■ **Given problem**:
Return the material below word for word, keeping every line unchanged.
— START Given information —
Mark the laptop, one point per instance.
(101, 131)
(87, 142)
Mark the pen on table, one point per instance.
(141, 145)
— END Given information —
■ **Task response**:
Mark the laptop, one point per instance.
(101, 131)
(87, 142)
Mark the pen on table, one point per instance.
(141, 145)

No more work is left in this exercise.